--- PROBLEM DESCRIPTION ---
The full set of entries below should be transcribed exactly.

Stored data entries
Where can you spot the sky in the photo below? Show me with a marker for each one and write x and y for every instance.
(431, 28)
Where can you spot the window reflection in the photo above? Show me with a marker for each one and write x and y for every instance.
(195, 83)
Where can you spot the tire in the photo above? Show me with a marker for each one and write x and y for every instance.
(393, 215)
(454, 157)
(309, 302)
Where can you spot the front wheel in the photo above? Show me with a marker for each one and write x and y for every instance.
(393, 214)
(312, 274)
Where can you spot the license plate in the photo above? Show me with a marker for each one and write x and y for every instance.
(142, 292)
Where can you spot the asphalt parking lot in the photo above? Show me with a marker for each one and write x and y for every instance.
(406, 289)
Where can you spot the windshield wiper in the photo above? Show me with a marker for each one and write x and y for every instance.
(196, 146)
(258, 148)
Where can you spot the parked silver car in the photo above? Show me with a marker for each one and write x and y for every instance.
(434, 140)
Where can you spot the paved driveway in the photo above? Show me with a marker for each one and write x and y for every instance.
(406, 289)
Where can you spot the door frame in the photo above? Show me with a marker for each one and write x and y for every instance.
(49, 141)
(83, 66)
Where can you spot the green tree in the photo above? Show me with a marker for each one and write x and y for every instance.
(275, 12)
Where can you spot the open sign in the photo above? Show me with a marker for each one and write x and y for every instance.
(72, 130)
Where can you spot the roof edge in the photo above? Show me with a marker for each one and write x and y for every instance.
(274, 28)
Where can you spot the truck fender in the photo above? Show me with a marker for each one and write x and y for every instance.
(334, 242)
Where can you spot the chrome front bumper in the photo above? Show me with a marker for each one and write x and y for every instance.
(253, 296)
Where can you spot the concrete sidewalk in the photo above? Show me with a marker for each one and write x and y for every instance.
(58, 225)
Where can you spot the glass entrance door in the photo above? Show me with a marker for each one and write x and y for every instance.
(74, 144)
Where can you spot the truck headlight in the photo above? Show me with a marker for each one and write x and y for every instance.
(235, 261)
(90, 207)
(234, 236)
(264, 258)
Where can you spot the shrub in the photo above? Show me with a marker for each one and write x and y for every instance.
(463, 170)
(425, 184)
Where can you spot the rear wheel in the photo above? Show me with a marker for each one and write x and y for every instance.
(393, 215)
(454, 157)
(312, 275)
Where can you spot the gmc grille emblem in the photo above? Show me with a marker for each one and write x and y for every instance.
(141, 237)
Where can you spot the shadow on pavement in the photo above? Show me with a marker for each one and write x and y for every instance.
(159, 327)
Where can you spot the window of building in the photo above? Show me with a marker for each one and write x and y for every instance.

--- REPLY ---
Where can you spot the sky in the photo below? Show me with a marker for each one and write x and y for every instance.
(431, 28)
Where can you spot the window reflection in the photo above? Show me with a marker for each one and write x and y for every instance.
(195, 83)
Where can you spot the tire in the photo above? Show me with a marker for each one and write x and y for every instance.
(393, 215)
(454, 157)
(309, 302)
Where can you spot the front wheel in the photo above? Show me with a marker for each one and write x and y for every instance.
(393, 214)
(312, 274)
Where can you spot the license plate in the photo above? Show me with a marker for each one and write x and y for every instance.
(142, 292)
Where can you spot the asphalt parking lot in the photo above? Show me with a marker for each one and write x and y for every instance.
(406, 289)
Where can you spot the windshield wiper in the photo above? Show me with a marker for each one and write x and y for every instance.
(196, 146)
(258, 148)
Where can you spot the parked silver car in the photo above? Show me with a marker for each one and write x and y for every instance.
(434, 140)
Where can you spot the paved driveway in the photo above? Show me with a marker for each one and write x and y for every instance.
(406, 289)
Where can you spot the door frame in the photo above? Show me with a marker for each one and write x and y for every instance.
(49, 141)
(83, 66)
Where can you spot the green tree in the photo above? Show me with a marker for each one and write x and y for every instance.
(275, 12)
Where can you spot the open sign in the photo above? Show me with a marker for each one and write x and y for every instance.
(72, 130)
Where can you spot the roof edge in the photo above? Show me with a marker for each one and write x and y for every instance.
(274, 28)
Where can you spot the truck fender in the photo above? Show me with a marker for each one and write x and y for every instance.
(334, 242)
Where can you spot the chrome front bumper in the photo above? Show me with a marker for each one and write x and y for every instance.
(253, 296)
Where can you spot the concrete sidewalk in the photo above? Show me with a marker for each one and write x and y for every instance.
(58, 225)
Where can you spot the glass entrance door in the photo above? Show me with a marker for each one and write x and y for every instance.
(74, 144)
Where can you spot the truck headlight in the photo above? Show me with a marker for each one and write x and y for every instance.
(235, 261)
(90, 207)
(234, 236)
(264, 258)
Where can you spot the shrub in the photo above? Show me with a marker for each one and write x and y for every instance.
(463, 170)
(425, 184)
Where can you spot the rear wheel in the photo above? Show me with a marker for each one and write x and y for every instance.
(393, 215)
(454, 157)
(312, 275)
Where can you spot the gmc grille emblem in the photo above? Show me with a marker for each one and write x and y for every instance.
(141, 237)
Where can you spot the shadow on pavement in the photo above? Show me with a marker for each one and write x and y for every instance.
(159, 327)
Where can you spot the window of building in the photo above? Show me with a marker for each one and write x and y for every instance.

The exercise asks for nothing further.